(Raw data Opens)

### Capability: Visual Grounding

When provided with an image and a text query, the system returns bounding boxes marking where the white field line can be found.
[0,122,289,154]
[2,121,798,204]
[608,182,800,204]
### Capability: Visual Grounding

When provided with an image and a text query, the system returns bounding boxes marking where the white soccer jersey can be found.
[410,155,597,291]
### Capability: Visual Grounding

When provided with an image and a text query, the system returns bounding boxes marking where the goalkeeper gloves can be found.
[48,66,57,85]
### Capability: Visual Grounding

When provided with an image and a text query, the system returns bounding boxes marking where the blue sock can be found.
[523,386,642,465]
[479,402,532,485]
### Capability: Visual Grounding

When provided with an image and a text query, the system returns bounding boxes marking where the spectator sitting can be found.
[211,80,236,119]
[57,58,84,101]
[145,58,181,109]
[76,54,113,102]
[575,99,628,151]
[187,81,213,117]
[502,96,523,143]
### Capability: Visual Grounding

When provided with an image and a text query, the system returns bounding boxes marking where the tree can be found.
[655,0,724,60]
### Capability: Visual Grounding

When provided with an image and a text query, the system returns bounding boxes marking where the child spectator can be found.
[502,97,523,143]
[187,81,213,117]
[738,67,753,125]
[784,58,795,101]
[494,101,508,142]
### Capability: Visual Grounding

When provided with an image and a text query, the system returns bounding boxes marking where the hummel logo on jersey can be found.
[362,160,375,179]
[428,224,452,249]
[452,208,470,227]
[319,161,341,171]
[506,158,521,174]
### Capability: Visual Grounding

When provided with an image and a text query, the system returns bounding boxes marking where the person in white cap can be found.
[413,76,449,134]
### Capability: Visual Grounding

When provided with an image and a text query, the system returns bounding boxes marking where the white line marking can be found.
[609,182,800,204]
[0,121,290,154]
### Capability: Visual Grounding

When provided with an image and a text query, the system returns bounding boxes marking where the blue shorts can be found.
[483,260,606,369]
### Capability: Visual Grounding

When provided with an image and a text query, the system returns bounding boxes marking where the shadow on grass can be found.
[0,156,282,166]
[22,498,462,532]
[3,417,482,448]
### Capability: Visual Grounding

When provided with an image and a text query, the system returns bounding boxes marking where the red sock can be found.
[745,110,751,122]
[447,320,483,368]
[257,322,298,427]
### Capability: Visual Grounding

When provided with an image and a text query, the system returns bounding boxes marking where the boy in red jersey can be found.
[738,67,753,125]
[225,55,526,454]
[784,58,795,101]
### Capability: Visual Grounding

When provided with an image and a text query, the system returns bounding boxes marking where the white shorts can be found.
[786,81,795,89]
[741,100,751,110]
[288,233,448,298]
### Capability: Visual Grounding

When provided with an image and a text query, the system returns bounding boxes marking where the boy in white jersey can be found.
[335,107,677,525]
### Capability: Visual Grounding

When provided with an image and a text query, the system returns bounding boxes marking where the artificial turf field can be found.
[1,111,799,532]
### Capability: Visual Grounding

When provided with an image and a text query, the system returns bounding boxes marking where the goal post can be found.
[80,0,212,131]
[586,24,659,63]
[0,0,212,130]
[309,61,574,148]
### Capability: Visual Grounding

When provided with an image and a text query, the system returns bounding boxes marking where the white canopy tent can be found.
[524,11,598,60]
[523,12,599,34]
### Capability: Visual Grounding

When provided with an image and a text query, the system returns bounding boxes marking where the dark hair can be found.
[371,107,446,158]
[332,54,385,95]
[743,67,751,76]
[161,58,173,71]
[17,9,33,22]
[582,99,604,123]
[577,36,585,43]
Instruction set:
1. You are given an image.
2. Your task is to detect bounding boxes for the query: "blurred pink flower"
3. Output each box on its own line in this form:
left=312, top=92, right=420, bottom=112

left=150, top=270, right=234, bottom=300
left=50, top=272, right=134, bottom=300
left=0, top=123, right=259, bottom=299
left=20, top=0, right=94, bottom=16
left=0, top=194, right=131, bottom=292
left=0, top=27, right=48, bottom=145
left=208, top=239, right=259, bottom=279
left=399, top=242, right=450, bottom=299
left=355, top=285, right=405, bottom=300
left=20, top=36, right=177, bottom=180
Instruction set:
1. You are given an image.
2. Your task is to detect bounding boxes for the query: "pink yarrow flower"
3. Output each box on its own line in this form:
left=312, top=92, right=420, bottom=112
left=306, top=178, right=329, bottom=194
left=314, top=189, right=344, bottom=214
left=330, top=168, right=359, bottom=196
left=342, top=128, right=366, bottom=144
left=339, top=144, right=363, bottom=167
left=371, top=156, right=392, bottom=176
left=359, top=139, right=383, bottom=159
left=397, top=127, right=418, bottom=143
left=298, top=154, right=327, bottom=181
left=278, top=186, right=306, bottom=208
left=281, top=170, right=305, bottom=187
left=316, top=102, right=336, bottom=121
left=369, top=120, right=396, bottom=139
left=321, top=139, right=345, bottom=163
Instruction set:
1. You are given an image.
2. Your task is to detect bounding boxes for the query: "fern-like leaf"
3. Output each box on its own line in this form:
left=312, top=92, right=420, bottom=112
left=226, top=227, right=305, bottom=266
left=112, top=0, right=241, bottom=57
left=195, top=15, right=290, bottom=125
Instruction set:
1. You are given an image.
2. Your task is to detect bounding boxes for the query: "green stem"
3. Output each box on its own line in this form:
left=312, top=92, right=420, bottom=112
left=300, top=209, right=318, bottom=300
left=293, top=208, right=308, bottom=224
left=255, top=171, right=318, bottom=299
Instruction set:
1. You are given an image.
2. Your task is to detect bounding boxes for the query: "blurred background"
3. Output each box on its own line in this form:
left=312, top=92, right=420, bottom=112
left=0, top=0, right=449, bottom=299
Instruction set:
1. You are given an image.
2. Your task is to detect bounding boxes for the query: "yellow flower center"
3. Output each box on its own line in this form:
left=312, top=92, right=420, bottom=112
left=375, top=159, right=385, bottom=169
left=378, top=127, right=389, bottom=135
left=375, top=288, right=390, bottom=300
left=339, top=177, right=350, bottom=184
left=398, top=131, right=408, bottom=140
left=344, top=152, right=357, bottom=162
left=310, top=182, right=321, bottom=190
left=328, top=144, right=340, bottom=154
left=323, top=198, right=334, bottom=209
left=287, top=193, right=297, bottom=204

(Raw data Closes)

Task goal ->
Output all entries again exactly; no line may be altered.

Solution to this problem ->
### Capability: Visual Grounding

When provided with an image and a text query, the system returns bounding boxes marking where the white field line can be found.
[0,122,289,154]
[2,121,798,204]
[608,182,800,204]
### Capability: Visual Grounding

When provided with an image and a text query, the system returns bounding boxes marking where the white soccer jersey can be found.
[410,155,597,291]
### Capability: Visual Grounding

When provided with an image and a text query, the system returns bounding boxes marking where the goalkeeper gloves can be found.
[48,66,57,85]
### Capability: Visual Grounding

When provided with an image and a text query, the system returns bounding boxes marking where the blue sock can be found.
[523,386,642,465]
[479,402,532,485]
### Capability: Visual Grounding

When provided with an image and a text query, the system returns bounding boxes marking where the spectator sitting can be found.
[211,80,236,119]
[57,58,84,101]
[145,58,181,109]
[76,54,113,102]
[575,99,628,151]
[187,81,213,117]
[502,96,523,143]
### Capability: Visual Grounding

When provided with an image and a text query, the system returns bounding boxes marking where the tree can be found.
[655,0,724,60]
### Capability: Visual Grounding

When provided with an image and a text query, the system returns bounding boxes marking where the child spectator can be found.
[502,97,523,143]
[187,81,213,117]
[738,67,753,125]
[784,58,795,101]
[494,101,508,142]
### Capability: Visual Grounding

When provided with an image and a text query, the system returns bounding boxes marking where the hummel logo on jersey can be found.
[362,160,375,179]
[428,224,452,249]
[452,208,470,227]
[319,161,341,171]
[506,158,521,174]
### Capability: Visual Grounding

When provided with an image and a text query, the system returns bounding boxes marking where the person in white cap can be found.
[413,76,449,134]
### Capability: Visual Grounding

When provided with an image and a text query, the system returns bounding boxes marking where the white line marking can be found.
[609,182,800,204]
[0,121,290,154]
### Capability: Visual Grounding

When provided with an image and a text query, the system returns bounding boxes marking where the blue shorts can be found.
[483,260,606,369]
### Capability: Visual Grounding

When provided with an image and a text query, the system returns bounding boxes marking where the shadow on grass can be found.
[0,156,282,166]
[22,498,462,532]
[3,417,482,448]
### Capability: Visual Grounding

When provided with an image and a text query, the system returns bounding boxes marking where the red sock can be found.
[745,110,751,122]
[447,320,483,368]
[257,322,298,427]
### Capability: Visual Grounding

When provided with an image and a text query, the system returns bounding boxes marking where the boy in red jersey can be found.
[738,67,753,125]
[225,55,526,454]
[784,58,795,101]
### Capability: Visual Grounding

When provided with an image and a text query, the system returns bounding boxes marking where the white shorts can be found.
[786,81,795,89]
[741,100,751,110]
[288,233,448,298]
### Capability: Visual Grounding

When provided with an image and a text query, the system returns bounding boxes marking where the boy in white jersey can be found.
[335,107,677,525]
### Capability: Visual Grounding

When provided with an image and a text query, the system returns bounding boxes marking where the artificial turf field can be found.
[1,111,799,532]
### Capability: Visual Grounding

When provided with an image and a text query, the system returns bounding boxes marking where the goal post can be found.
[80,0,212,131]
[586,24,659,63]
[0,0,212,130]
[309,61,574,148]
### Capability: Visual Grounding

When provided with an image and a text query, the system returns bounding boxes marking where the white canopy tent can be found.
[524,11,598,60]
[523,12,599,34]
### Capability: Visual Grounding

When provided with an image and a text query, the system returns bounding boxes marking where the dark hair can be found.
[371,107,446,158]
[332,54,385,95]
[743,67,751,76]
[161,58,173,71]
[17,9,33,22]
[582,99,604,123]
[577,36,585,43]
Instruction set:
1. You are given an image.
2. Your task is to detect bounding boxes for the query: "blurred pink flower"
3. Output each box on its own line in this form:
left=312, top=92, right=420, bottom=112

left=150, top=270, right=234, bottom=300
left=50, top=272, right=134, bottom=300
left=0, top=123, right=259, bottom=299
left=20, top=0, right=94, bottom=16
left=0, top=194, right=131, bottom=292
left=0, top=27, right=48, bottom=145
left=208, top=239, right=259, bottom=279
left=399, top=242, right=450, bottom=299
left=355, top=285, right=405, bottom=300
left=20, top=36, right=177, bottom=180
Instruction set:
1. You are given an image.
2. Your task is to detect bounding boxes for the query: "pink yarrow flower"
3. Output each box on its own line in this form:
left=312, top=92, right=420, bottom=112
left=306, top=178, right=329, bottom=194
left=314, top=189, right=344, bottom=214
left=330, top=168, right=359, bottom=196
left=342, top=128, right=366, bottom=144
left=339, top=144, right=363, bottom=167
left=371, top=156, right=392, bottom=176
left=359, top=139, right=383, bottom=159
left=397, top=127, right=418, bottom=143
left=298, top=154, right=327, bottom=181
left=278, top=186, right=306, bottom=208
left=281, top=170, right=305, bottom=187
left=316, top=102, right=336, bottom=121
left=369, top=120, right=396, bottom=139
left=321, top=139, right=345, bottom=163
Instruction set:
1. You are given an image.
2. Your task is to detect bounding boxes for the query: "fern-like leaf"
3. Output each box on its own line in this form:
left=312, top=92, right=420, bottom=112
left=226, top=227, right=305, bottom=266
left=112, top=0, right=241, bottom=57
left=195, top=15, right=290, bottom=125
Instruction set:
1. You are given an image.
2. Your task is to detect bounding boxes for the query: "green stem"
3. Output each box on its own line in this form:
left=312, top=92, right=420, bottom=112
left=300, top=209, right=318, bottom=300
left=293, top=208, right=308, bottom=224
left=255, top=171, right=318, bottom=299
Instruction set:
1. You are given an image.
2. Your task is to detect bounding boxes for the query: "blurred background"
3. Output each box on its own line in this form:
left=312, top=92, right=420, bottom=112
left=0, top=0, right=449, bottom=299
Instruction set:
1. You are given an image.
2. Your task is to detect bounding boxes for the query: "yellow flower center"
3. Output each box on its own line in this form:
left=312, top=92, right=420, bottom=112
left=375, top=159, right=385, bottom=169
left=378, top=127, right=389, bottom=135
left=375, top=288, right=390, bottom=300
left=339, top=177, right=350, bottom=184
left=398, top=131, right=408, bottom=140
left=344, top=152, right=357, bottom=162
left=310, top=182, right=321, bottom=190
left=328, top=144, right=340, bottom=154
left=323, top=198, right=334, bottom=209
left=287, top=193, right=297, bottom=204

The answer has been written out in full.